Stored items from a collection

= = = = = = =

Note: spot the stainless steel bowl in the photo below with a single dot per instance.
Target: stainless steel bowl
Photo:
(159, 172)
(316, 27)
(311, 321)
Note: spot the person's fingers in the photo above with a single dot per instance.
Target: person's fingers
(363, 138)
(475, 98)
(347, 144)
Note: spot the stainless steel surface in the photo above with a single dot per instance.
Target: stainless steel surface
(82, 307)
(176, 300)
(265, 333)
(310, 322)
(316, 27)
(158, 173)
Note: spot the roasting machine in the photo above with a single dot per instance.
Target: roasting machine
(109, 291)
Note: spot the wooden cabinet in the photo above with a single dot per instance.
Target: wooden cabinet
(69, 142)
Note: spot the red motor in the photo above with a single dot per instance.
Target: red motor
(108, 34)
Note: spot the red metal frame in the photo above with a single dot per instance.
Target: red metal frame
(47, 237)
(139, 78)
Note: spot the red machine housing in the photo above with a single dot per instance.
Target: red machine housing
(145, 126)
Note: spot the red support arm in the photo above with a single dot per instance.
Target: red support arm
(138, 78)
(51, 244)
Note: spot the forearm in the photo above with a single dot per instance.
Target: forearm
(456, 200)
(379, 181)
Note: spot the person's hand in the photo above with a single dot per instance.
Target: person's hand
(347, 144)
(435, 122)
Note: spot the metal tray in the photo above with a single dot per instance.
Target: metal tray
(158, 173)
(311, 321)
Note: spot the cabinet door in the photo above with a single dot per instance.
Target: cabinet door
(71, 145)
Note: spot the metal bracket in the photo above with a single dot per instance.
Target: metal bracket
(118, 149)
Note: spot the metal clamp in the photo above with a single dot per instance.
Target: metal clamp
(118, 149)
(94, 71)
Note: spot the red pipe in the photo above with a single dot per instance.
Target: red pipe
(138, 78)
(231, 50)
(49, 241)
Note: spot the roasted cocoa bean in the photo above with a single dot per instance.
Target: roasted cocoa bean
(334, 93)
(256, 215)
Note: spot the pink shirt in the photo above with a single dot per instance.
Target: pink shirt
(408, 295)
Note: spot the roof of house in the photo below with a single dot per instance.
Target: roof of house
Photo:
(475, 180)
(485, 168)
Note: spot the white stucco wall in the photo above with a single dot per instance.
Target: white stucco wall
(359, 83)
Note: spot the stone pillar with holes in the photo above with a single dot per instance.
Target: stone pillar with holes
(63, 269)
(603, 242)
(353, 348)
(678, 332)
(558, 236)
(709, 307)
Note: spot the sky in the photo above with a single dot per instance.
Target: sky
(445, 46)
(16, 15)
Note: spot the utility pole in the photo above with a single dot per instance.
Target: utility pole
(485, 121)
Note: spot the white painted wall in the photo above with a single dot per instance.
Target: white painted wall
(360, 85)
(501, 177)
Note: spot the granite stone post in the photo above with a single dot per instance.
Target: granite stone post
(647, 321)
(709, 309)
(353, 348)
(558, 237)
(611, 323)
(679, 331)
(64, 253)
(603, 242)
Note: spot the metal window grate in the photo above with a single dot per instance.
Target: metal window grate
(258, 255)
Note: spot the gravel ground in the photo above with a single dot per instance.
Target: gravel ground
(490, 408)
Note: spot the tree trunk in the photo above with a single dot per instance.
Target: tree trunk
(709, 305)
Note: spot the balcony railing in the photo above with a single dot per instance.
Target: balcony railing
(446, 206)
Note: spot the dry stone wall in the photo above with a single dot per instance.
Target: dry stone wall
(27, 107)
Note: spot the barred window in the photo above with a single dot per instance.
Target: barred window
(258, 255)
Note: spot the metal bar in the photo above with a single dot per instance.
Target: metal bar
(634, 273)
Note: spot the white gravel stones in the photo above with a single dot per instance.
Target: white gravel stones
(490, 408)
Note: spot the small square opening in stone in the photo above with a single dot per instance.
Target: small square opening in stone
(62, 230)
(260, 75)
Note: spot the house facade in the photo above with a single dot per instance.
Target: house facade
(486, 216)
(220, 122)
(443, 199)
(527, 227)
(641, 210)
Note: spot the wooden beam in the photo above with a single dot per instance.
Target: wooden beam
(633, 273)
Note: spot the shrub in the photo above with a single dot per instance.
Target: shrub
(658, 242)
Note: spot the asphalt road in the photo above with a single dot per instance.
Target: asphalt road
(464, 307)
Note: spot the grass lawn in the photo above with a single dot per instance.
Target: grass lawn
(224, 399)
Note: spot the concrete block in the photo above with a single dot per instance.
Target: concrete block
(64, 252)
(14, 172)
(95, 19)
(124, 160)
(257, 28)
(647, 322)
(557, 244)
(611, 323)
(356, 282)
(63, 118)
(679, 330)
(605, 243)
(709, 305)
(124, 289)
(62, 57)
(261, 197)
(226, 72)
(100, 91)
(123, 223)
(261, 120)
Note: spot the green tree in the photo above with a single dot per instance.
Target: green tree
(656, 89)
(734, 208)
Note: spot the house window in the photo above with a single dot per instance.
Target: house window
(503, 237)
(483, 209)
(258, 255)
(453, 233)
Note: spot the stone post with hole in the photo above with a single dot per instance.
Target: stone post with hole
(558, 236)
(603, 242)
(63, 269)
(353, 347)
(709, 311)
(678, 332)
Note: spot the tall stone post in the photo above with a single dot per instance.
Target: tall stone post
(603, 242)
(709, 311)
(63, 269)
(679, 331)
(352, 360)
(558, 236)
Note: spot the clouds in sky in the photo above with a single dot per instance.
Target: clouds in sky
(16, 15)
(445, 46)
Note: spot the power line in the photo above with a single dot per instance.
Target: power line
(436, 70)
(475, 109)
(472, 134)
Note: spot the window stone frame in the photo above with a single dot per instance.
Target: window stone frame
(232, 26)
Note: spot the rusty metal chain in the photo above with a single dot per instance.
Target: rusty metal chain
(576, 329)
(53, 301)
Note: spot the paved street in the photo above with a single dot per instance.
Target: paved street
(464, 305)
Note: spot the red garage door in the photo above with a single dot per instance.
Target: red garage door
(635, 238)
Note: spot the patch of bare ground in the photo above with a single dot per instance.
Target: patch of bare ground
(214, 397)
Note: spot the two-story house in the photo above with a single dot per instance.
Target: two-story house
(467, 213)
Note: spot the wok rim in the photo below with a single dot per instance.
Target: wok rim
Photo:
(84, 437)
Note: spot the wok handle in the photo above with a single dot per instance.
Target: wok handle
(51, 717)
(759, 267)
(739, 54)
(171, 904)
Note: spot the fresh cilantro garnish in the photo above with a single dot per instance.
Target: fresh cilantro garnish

= = = = = = =

◆ Exercise aim: Output the complete data exactly as written.

◆ Answer to this task:
Note: spot the stainless steel bowl in the photo below with a single dot per instance.
Target: stainless steel bowl
Photo:
(159, 172)
(316, 27)
(311, 321)
Note: spot the person's fingers in the photo above with a single dot per instance.
Target: person's fingers
(363, 138)
(475, 98)
(347, 144)
Note: spot the stainless steel surface in the photo above with a single dot per instance.
Target: stainless steel surface
(82, 307)
(176, 300)
(265, 333)
(310, 322)
(316, 27)
(158, 173)
Note: spot the roasting machine in the photo above with a single dot per instance.
Target: roasting machine
(109, 291)
Note: spot the wooden cabinet in the photo above with a single dot per instance.
Target: wooden cabinet
(69, 142)
Note: spot the red motor in the photo above with a single dot per instance.
Target: red motor
(108, 34)
Note: spot the red metal frame in the photo above with a single dot per instance.
Target: red metal frame
(47, 237)
(139, 78)
Note: spot the red machine housing in the photo above with a single dot per instance.
Target: red machine housing
(145, 126)
Note: spot the red support arm in the photo above with a single dot per instance.
Target: red support arm
(138, 78)
(51, 244)
Note: spot the forearm in the photo above with a single dot per instance.
Target: forearm
(456, 200)
(379, 181)
Note: spot the person's hand in the photo above with a single dot per instance.
Target: person's hand
(347, 144)
(435, 122)
Note: spot the metal tray in the photo above with a single dot per instance.
Target: metal tray
(158, 173)
(311, 321)
Note: spot the cabinet door in the photo above with a single dot per instance.
Target: cabinet door
(71, 145)
Note: spot the metal bracket in the photo above with a single dot per instance.
Target: metal bracket
(118, 149)
Note: spot the metal clamp in the photo above with a single dot per instance.
Target: metal clamp
(118, 149)
(94, 71)
Note: spot the red pipe in the photo above with a single dot per instance.
Target: red pipe
(138, 78)
(231, 50)
(49, 241)
Note: spot the roasted cocoa bean in the photo above with a single dot per instance.
Target: roasted cocoa bean
(334, 93)
(256, 215)
Note: spot the pink shirt in the photo above with a single dot per instance.
Target: pink shirt
(408, 295)
Note: spot the roof of house in the photo below with a single dot per instance.
Target: roof of house
Photo:
(475, 180)
(485, 168)
Note: spot the white stucco wall in the photo above with a single dot per instance.
Target: white stucco wall
(359, 83)
Note: spot the stone pillar with holes in the photo above with a single dot per instance.
Target: stone pillar with holes
(63, 269)
(603, 242)
(353, 348)
(678, 332)
(558, 236)
(709, 307)
Note: spot the sky in the photo above with a single dot per instance.
Target: sky
(445, 46)
(16, 15)
Note: spot the utility pole in the photo above with a single dot per instance.
Target: utility pole
(485, 121)
Note: spot the white painted wall in the photo above with a single dot per instance.
Target: white painted wall
(360, 85)
(501, 177)
Note: spot the granite stone post in the photo above with a single dot per instance.
Target: granite stone post
(647, 321)
(709, 309)
(353, 348)
(558, 237)
(611, 323)
(679, 331)
(64, 253)
(603, 242)
Note: spot the metal window grate in the photo above with a single dot per instance.
Target: metal window grate
(258, 255)
Note: spot the gravel ground in the photo above with a single dot per instance.
Target: gravel ground
(490, 408)
Note: spot the tree trunk in the photo above with a single dot per instance.
Target: tree trunk
(709, 305)
Note: spot the balcony railing in the photo above with a single dot per instance.
Target: balcony railing
(446, 206)
Note: spot the dry stone wall in the photo above with a single dot per instance.
Target: dry stone wall
(27, 107)
Note: spot the barred window in the photo above with a single dot per instance.
Target: barred window
(258, 255)
Note: spot the metal bar in the photo above with a single dot per instance.
Target: metal bar
(634, 273)
Note: spot the white gravel stones in the photo above with a single dot per instance.
Target: white gravel stones
(490, 408)
Note: spot the small square opening in stone in the photo above with a single dot per instance.
Target: small square opening in stone
(62, 230)
(260, 75)
Note: spot the house facade in the photo above with a single dot per instance.
Target: house facade
(486, 216)
(220, 122)
(443, 199)
(527, 227)
(641, 210)
Note: spot the wooden beam in the photo above with a single dot per instance.
Target: wooden beam
(633, 273)
Note: spot the shrub in the photo above with a single dot per instance.
Target: shrub
(658, 242)
Note: spot the asphalt road in the photo above with a single dot per instance.
Target: asphalt road
(464, 307)
Note: spot the grass lawn in the photo above with a single dot per instance.
Target: grass lawn
(224, 399)
Note: spot the concrete block in the photo above with a single dot per instance.
Target: concrete block
(64, 252)
(14, 172)
(95, 19)
(124, 160)
(257, 28)
(647, 322)
(557, 244)
(611, 323)
(356, 282)
(63, 118)
(679, 330)
(605, 243)
(709, 305)
(124, 289)
(62, 57)
(261, 197)
(226, 72)
(100, 91)
(123, 223)
(261, 120)
Note: spot the green tree in the photo above with a single dot per instance.
Target: green tree
(656, 89)
(734, 208)
Note: spot the house window in the photo above with a single dot per instance.
Target: house window
(503, 237)
(483, 209)
(258, 255)
(453, 233)
Note: spot the stone post with hole in the photo above with a single dot per instance.
Target: stone post with hole
(558, 236)
(603, 242)
(63, 269)
(353, 347)
(709, 311)
(678, 332)
Note: spot the tall stone post in the photo above with a single dot per instance.
Target: tall stone post
(603, 242)
(709, 311)
(63, 269)
(679, 331)
(352, 360)
(558, 236)
Note: spot the clouds in sky in the photo above with a single dot per instance.
Target: clouds in sky
(16, 15)
(445, 46)
Note: spot the power line in the photo above with a single dot per instance.
Target: power line
(436, 70)
(475, 109)
(472, 134)
Note: spot the window stone frame in the photo above with a single dot per instance.
Target: window stone frame
(232, 26)
Note: spot the rusty metal chain in the photo above with a single dot per instance.
Target: rusty metal chain
(576, 329)
(53, 301)
Note: spot the paved street in the photo above with a single dot per instance.
Target: paved street
(464, 305)
Note: spot the red garage door in the photo above with a single dot per instance.
Target: red garage door
(635, 238)
Note: spot the patch of bare ground in the photo above with a single dot per instance.
Target: patch of bare ground
(214, 397)
Note: spot the two-story house in the photo above with a single dot per instance.
Target: two-story house
(467, 213)
Note: spot the wok rim in the photo below with a single dot per instance.
Target: wok rim
Photo:
(84, 437)
Note: spot the wok handle in the photo above with a single dot per instance.
Target: wok handle
(51, 717)
(759, 267)
(739, 54)
(171, 904)
Note: spot the fresh cilantro garnish in the photo above with a single dot per instance.
Target: fresh cilantro garnish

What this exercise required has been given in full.